=== Work to be completed ===
Repeat each record word for word. Leave nothing out.

Dataset excerpts section start

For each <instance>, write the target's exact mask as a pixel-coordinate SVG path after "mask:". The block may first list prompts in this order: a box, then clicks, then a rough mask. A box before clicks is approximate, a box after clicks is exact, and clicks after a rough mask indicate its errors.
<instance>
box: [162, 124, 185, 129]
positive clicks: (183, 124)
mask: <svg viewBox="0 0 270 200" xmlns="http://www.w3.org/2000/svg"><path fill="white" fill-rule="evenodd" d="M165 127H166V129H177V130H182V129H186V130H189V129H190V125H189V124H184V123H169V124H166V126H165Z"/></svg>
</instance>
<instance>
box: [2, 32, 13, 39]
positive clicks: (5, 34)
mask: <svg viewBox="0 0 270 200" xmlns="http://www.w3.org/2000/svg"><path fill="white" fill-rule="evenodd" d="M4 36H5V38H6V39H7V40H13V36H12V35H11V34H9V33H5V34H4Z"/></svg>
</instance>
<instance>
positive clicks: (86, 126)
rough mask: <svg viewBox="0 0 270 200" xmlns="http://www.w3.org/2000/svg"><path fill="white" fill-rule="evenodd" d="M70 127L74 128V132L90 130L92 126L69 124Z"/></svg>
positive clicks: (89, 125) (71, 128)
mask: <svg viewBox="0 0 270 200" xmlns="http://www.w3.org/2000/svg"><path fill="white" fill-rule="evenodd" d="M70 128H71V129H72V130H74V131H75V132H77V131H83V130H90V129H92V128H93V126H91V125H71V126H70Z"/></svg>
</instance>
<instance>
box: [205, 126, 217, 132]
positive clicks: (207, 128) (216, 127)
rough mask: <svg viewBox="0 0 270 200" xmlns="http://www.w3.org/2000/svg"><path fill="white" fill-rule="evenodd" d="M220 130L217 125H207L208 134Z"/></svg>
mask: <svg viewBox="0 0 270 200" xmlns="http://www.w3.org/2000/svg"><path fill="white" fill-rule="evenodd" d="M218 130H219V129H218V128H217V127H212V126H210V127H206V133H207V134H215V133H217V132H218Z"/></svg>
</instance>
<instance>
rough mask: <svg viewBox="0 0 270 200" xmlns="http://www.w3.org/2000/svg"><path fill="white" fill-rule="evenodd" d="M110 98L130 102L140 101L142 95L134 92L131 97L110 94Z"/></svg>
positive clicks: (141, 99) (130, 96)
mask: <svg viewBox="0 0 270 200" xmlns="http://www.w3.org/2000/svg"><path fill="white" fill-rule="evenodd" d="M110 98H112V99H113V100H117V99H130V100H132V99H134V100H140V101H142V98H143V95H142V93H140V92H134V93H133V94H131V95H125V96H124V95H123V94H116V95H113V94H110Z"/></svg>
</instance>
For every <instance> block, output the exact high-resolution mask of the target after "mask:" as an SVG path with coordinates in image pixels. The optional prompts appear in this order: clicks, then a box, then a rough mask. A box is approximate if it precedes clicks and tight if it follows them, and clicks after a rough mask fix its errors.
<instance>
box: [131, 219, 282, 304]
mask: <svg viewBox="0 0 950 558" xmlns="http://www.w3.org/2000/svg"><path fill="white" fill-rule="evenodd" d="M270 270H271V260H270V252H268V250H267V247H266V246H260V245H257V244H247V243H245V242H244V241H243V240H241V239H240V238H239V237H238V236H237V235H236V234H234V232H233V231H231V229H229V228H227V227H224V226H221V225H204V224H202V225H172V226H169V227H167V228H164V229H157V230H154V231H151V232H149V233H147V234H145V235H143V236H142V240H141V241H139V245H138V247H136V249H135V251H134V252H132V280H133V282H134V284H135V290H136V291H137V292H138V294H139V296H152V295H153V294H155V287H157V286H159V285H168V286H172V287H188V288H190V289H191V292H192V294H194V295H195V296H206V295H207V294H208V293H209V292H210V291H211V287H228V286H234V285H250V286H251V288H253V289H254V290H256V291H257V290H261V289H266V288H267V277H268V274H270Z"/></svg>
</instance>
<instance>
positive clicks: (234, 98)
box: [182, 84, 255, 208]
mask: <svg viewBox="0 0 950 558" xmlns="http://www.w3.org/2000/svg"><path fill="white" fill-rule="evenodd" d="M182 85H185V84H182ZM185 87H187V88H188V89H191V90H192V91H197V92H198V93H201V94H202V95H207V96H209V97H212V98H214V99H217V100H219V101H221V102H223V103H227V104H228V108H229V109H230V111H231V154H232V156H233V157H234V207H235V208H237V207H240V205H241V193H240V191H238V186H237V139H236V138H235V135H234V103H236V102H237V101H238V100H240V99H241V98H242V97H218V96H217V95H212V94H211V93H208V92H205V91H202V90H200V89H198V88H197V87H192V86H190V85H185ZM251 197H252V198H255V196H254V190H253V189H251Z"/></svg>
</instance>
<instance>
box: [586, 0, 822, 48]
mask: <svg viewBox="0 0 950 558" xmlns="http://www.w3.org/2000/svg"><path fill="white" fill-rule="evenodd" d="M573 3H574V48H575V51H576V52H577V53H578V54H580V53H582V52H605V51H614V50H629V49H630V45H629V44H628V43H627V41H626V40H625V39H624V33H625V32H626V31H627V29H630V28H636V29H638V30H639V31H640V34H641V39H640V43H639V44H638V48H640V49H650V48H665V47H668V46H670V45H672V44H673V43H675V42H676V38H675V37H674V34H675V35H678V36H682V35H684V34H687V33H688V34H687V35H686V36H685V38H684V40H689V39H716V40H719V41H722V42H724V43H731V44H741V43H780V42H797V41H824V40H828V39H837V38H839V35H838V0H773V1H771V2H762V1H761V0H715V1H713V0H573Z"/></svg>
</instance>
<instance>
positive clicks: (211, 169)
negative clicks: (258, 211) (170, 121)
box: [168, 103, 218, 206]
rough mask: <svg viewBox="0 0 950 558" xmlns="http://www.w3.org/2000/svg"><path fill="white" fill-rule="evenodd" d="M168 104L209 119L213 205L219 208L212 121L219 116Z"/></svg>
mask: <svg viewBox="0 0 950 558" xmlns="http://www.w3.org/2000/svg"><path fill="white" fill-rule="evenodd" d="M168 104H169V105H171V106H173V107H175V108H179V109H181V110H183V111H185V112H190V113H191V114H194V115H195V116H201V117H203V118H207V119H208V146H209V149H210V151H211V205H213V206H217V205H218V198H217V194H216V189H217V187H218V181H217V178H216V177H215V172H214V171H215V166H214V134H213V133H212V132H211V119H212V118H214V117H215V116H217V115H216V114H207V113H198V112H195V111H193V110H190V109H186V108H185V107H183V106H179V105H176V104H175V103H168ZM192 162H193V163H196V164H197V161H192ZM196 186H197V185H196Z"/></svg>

Dataset excerpts section end

=== Task result ===
For each <instance>, write the target's exact mask as a pixel-coordinate SVG path after "mask:". The block may first list prompts in this order: a box, then clicks, then a rough mask. A box before clicks is approximate, a box after clicks is exact, and clicks after a rough mask indicate its errors.
<instance>
box: [162, 124, 185, 129]
positive clicks: (183, 124)
mask: <svg viewBox="0 0 270 200" xmlns="http://www.w3.org/2000/svg"><path fill="white" fill-rule="evenodd" d="M165 127H166V129H177V130H182V129H186V130H189V129H190V125H189V124H184V123H169V124H166V126H165Z"/></svg>
</instance>
<instance>
box: [2, 32, 13, 39]
positive clicks: (5, 34)
mask: <svg viewBox="0 0 270 200" xmlns="http://www.w3.org/2000/svg"><path fill="white" fill-rule="evenodd" d="M4 36H5V38H6V39H7V40H13V36H12V35H11V34H9V33H5V34H4Z"/></svg>
</instance>
<instance>
positive clicks: (86, 126)
rough mask: <svg viewBox="0 0 270 200" xmlns="http://www.w3.org/2000/svg"><path fill="white" fill-rule="evenodd" d="M70 127L74 128V132L90 130L92 126L69 124Z"/></svg>
positive clicks: (89, 125) (71, 128)
mask: <svg viewBox="0 0 270 200" xmlns="http://www.w3.org/2000/svg"><path fill="white" fill-rule="evenodd" d="M70 128H71V129H72V130H74V131H75V132H77V131H83V130H90V129H92V128H93V126H91V125H71V126H70Z"/></svg>
</instance>
<instance>
box: [205, 126, 217, 132]
positive clicks: (207, 128) (216, 127)
rough mask: <svg viewBox="0 0 270 200" xmlns="http://www.w3.org/2000/svg"><path fill="white" fill-rule="evenodd" d="M220 130L217 125H207L208 134Z"/></svg>
mask: <svg viewBox="0 0 270 200" xmlns="http://www.w3.org/2000/svg"><path fill="white" fill-rule="evenodd" d="M218 130H219V129H218V128H217V127H212V126H210V127H206V133H207V134H215V133H217V132H218Z"/></svg>
</instance>
<instance>
rough mask: <svg viewBox="0 0 270 200" xmlns="http://www.w3.org/2000/svg"><path fill="white" fill-rule="evenodd" d="M110 98L130 102L140 101L142 95L134 92L131 97L110 94Z"/></svg>
positive clicks: (141, 99) (130, 96)
mask: <svg viewBox="0 0 270 200" xmlns="http://www.w3.org/2000/svg"><path fill="white" fill-rule="evenodd" d="M110 98H112V99H113V100H117V99H130V100H132V99H134V100H140V101H142V98H143V95H142V93H140V92H134V93H133V94H131V95H125V96H124V95H123V94H116V95H113V94H110Z"/></svg>
</instance>
For every <instance> block, output the exact high-resolution mask of the target after "mask:" as an SVG path with coordinates in image pixels. The optional prompts appear in this order: clicks, then a box, then a rough mask. A box is approximate if it precedes clicks and tight if it follows them, and clicks after a rough mask fix its errors.
<instance>
box: [131, 219, 282, 304]
mask: <svg viewBox="0 0 950 558" xmlns="http://www.w3.org/2000/svg"><path fill="white" fill-rule="evenodd" d="M270 270H271V260H270V252H268V250H267V247H266V246H260V245H257V244H247V243H245V242H244V241H243V240H241V239H240V238H239V237H238V236H237V235H236V234H234V232H233V231H231V229H229V228H227V227H224V226H221V225H204V224H202V225H172V226H169V227H167V228H164V229H157V230H154V231H151V232H149V233H147V234H145V235H143V236H142V240H141V241H139V245H138V247H136V249H135V251H134V252H132V280H133V282H134V284H135V290H136V291H137V292H138V294H139V296H152V295H153V294H155V287H157V286H159V285H168V286H172V287H188V288H190V289H191V292H192V294H194V295H195V296H206V295H207V294H208V293H209V292H210V291H211V287H228V286H234V285H250V286H251V288H253V289H254V290H256V291H257V290H261V289H266V288H267V277H268V274H270Z"/></svg>
</instance>
<instance>
positive clicks: (234, 98)
box: [182, 84, 255, 208]
mask: <svg viewBox="0 0 950 558" xmlns="http://www.w3.org/2000/svg"><path fill="white" fill-rule="evenodd" d="M182 85H185V84H182ZM185 87H187V88H188V89H191V90H192V91H197V92H198V93H201V94H202V95H207V96H209V97H212V98H214V99H217V100H219V101H221V102H223V103H227V104H228V108H229V109H230V111H231V154H232V156H233V157H234V207H235V208H237V207H240V205H241V193H240V191H238V186H237V139H236V138H235V135H234V103H236V102H237V101H238V100H240V99H241V98H242V97H218V96H217V95H212V94H211V93H208V92H205V91H202V90H200V89H198V88H197V87H192V86H190V85H185ZM251 197H252V198H255V196H254V190H253V189H251Z"/></svg>
</instance>
<instance>
box: [586, 0, 822, 48]
mask: <svg viewBox="0 0 950 558" xmlns="http://www.w3.org/2000/svg"><path fill="white" fill-rule="evenodd" d="M573 3H574V48H575V51H576V52H577V53H578V54H580V53H582V52H605V51H614V50H629V49H630V45H629V44H628V43H627V41H626V40H625V39H624V33H625V32H626V31H627V29H630V28H636V29H638V30H639V31H640V34H641V39H640V43H639V44H638V48H640V49H650V48H665V47H668V46H670V45H672V44H673V43H675V42H676V38H675V37H674V34H675V35H678V36H682V35H684V34H687V33H688V34H687V35H686V36H685V38H684V40H689V39H716V40H719V41H722V42H724V43H731V44H741V43H780V42H797V41H824V40H828V39H837V38H839V35H838V0H773V1H771V2H762V1H761V0H715V1H713V0H573Z"/></svg>
</instance>
<instance>
positive clicks: (211, 169)
negative clicks: (258, 211) (170, 121)
box: [168, 103, 218, 206]
rough mask: <svg viewBox="0 0 950 558" xmlns="http://www.w3.org/2000/svg"><path fill="white" fill-rule="evenodd" d="M168 104L209 119L213 205L219 208L212 121L219 116Z"/></svg>
mask: <svg viewBox="0 0 950 558" xmlns="http://www.w3.org/2000/svg"><path fill="white" fill-rule="evenodd" d="M168 104H169V105H171V106H173V107H175V108H179V109H181V110H183V111H185V112H190V113H191V114H194V115H195V116H201V117H203V118H207V119H208V146H209V149H210V151H211V205H213V206H217V205H218V198H217V194H216V189H217V187H218V181H217V178H216V177H215V172H214V171H215V166H214V134H213V133H212V132H211V119H212V118H214V117H215V116H217V115H216V114H207V113H198V112H195V111H193V110H190V109H186V108H185V107H183V106H179V105H176V104H175V103H168ZM192 162H193V163H196V164H197V161H192ZM196 186H197V185H196Z"/></svg>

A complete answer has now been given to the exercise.